Фрагмент документа ▸
________________
Нам учиться надо. Нам нужен тупой, примитивный ликбез. Курсы повышения квалификации при Литинституте. Говорю ли я это про каких-то непонятных людей? Да нет, все про тех же и про себя в их числе. Существует список из полутора десятков членов жюри профессиональной премии критиков «Филигрань». В сущности, оттуда можно выщелкнуть двоих или троих, прочих же следовало бы посадить за парту и нещадно бить по носу линейкой, как только начнут (начнем!) задирать его со словами: «Да мы это и так потрохами чуем! Бона скока у нас публикаций!» У нас нет школы. Нам нужна школа.

В мейнстриме порядочный критик с «отверткой» управляется на раз. Они там лентяи и павлины, но при необходимости могут разобрать текст на колесики не хуже, чем третьеклассник разбирает пластмассовый луноход с мигалкой. Мы — не очень-то.

Преимущество статуса — из другой области. Жанровый критик чаще всего представляет собой ромашку, вольно плавающую между рекламой, дружескими комплиментами и фэнской яростью. Он, по большому счету, необязательная примочка на могучем теле литературного процесса. Прыщик. След от поставленной банки. Если завтра все критики от фантастики полетят на свежий конвент во Владивосток в одном самолете, да и разобьются на полпути, многие ли заметят потерю? Если убрать из НФ-журналов и профильных электронных ресурсов наши статьи и рецензии, это не убьет ни журналы, ни ресурсы. Пожалеют: мол, помогало ориентироваться на рынке… Да и все, пожалуй.

В мейнстриме ситуация иная. Там без обильного критико-литературоведческого отдела не может состояться ни один журнал. Там критик — абсолютно обязательная фигура. Там он и рецензии пишет не в размере расширенных аннотаций (2000–3000 знаков с пробелами), а такие, чтобы было, где высказаться как следует (6000-12000 знаков с пробелами). Там возможны издания, полностью состоящие из критики, библиографии, публицистики, литературоведения.{11}

Как исправить недостаток статуса? Я не знаю. Возможно, став «дороже». Иными словами, приобретя все ту же «школу».

Кое-кто называет еще одно преимущество мейнстримовской критики, которое при ближайшем рассмотрении оказывается иллюзорным. В фантастике мало критиков. Они все на виду. Сколько-нибудь заметных персон — десятка три-четыре (считая сетевых). Писателей-фантастов раз в пятнадцать, наверное, больше. Если только не в двадцать. И это — если отчекрыжить от литреестра людей-без-книг. В противном случае соотношение выйдет просто убийственное. Критик в толпе фантастов заметен до такой степени, словно его с ног до головы покрыли фосфоресцирующей краской. Едва он опубликует с дюжину рецензий, как обзаведется — желая того или нет — обоймой друзей и ворохом недругов. Благороднейшая в таких случаях позиция: молчать о друзьях, когда они плохи; в худшем случае высказывать им свое мнение приватно и не выносить на всеобщее обозрение. Добавим сюда отказ от суждения о людях, которые критику по личным причинам антипатичны, и выйдет почти ангельская личность.
________________
Задание ▸ Продолжите фрагмент о критике фантастики, начав сразу после его последнего предложения. Дальнейшие записи — отдельный материал, к фрагменту о критике фантастики они не относятся.
________________
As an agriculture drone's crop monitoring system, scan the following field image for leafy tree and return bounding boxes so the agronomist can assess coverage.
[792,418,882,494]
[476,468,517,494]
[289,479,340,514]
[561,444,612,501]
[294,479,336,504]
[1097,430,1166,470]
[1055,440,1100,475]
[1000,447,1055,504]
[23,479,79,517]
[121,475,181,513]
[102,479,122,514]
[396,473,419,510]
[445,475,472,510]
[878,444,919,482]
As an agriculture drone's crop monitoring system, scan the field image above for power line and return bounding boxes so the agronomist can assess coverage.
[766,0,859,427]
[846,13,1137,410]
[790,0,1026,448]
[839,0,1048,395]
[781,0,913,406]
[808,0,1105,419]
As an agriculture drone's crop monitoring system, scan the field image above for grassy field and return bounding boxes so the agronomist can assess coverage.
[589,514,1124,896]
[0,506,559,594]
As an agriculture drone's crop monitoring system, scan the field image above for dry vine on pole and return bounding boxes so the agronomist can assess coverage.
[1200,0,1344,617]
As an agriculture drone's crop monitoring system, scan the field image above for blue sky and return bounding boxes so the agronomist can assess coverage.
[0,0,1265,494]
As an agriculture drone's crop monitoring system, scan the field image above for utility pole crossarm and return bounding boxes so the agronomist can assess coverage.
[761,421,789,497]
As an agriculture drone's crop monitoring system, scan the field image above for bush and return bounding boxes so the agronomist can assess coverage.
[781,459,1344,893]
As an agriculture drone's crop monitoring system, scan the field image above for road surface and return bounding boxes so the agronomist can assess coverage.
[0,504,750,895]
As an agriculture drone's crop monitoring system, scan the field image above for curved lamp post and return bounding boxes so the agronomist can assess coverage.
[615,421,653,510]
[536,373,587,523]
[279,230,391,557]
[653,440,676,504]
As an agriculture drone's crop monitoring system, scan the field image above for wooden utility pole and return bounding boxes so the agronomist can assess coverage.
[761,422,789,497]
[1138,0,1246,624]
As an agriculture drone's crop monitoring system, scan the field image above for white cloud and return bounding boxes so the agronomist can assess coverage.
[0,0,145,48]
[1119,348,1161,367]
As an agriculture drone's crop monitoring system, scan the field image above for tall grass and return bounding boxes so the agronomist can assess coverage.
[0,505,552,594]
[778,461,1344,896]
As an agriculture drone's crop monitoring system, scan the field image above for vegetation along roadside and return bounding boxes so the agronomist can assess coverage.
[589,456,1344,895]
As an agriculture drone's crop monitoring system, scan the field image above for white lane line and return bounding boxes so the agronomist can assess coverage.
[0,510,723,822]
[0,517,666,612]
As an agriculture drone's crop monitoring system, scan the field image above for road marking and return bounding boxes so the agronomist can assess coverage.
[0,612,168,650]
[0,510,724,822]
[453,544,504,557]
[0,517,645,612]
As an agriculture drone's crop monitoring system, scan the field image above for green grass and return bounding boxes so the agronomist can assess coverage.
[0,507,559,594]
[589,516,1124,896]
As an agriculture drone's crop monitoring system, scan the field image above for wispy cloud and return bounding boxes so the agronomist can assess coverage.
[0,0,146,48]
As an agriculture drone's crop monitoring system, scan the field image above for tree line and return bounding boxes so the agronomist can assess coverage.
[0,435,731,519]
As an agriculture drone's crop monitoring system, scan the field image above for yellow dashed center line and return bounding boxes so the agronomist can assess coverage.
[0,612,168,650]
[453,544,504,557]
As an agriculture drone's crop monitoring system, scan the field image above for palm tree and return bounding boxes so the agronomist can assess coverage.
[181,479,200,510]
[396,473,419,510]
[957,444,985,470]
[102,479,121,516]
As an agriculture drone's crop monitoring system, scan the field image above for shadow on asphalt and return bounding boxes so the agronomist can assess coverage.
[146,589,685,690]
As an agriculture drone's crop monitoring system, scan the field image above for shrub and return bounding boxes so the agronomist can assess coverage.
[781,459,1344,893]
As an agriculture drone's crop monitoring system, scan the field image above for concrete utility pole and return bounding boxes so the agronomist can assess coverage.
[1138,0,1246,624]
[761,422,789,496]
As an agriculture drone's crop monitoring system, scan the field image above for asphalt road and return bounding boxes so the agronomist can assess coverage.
________________
Ответ на задание ▸
Что происходит на самом деле? Ангелоподобные критики встречаются один на десять. Прочие из нас повязаны по рукам и ногам компанейщиной. На многих как будто наложены вериги многоразличных «удобно», «неудобно», «обидеть», «не обидеть», «вместе пили», «не пили, но скоро выпьем», «а тот гад с нашими не выпил», «а этот гад выпил, а потом все равно распространил слух». Наш фантастический мир — слишком плотная корпорация. От дружеских объятий порой не продохнуть… Существуют в современной российской фантастике определенные идейные лагеря — правда, сравнительно с мейнстримом более размытые, — и если ты «состоишь» в одном из них, о чем и о ком бы ты ни писал, «правду лагеря» в твоих словесах непременно отыщут. Есть она там или нет ее…

Впрочем, все то же самое в основном потоке составляет привычную реальность. Но мне казалось (да и не мне одному), что при наличии «партийных побоищ», для нас не столь уж обычных, хотя бы от компанейщины люди основного потока избавлены в большей степени. Что ж, лет двадцать назад так оно, наверное, и было. Процент критиков относительно общей массы пишущих людей там был выше, корпорация не столь компактная, критики не в фокусе внимания… Процент и сейчас выше, но само положение литератора в нищем мейнстриме крайне непрочно, и там люди с 90-х годов научились сбиваться в стаи, поддерживать друг друга, «пробивать» интересы друг друга, работать на «легенды» друзей-товарищей. То есть и там, словами Олега Дивова, «шаманят» критики все больше на благо «соседской общины».

Язва компанейщины у нас с мейнстримщиками общая. Вот радость-то!


О чем это написано?

И все-таки, как говорила одна из жен Абдуллы, «мы не так уж плохи». Гроб и похоронный реквием заказывать рано. Рассылать приглашения на собственные похороны тоже пока не стоит, хотя церемония получилась бы шикарная.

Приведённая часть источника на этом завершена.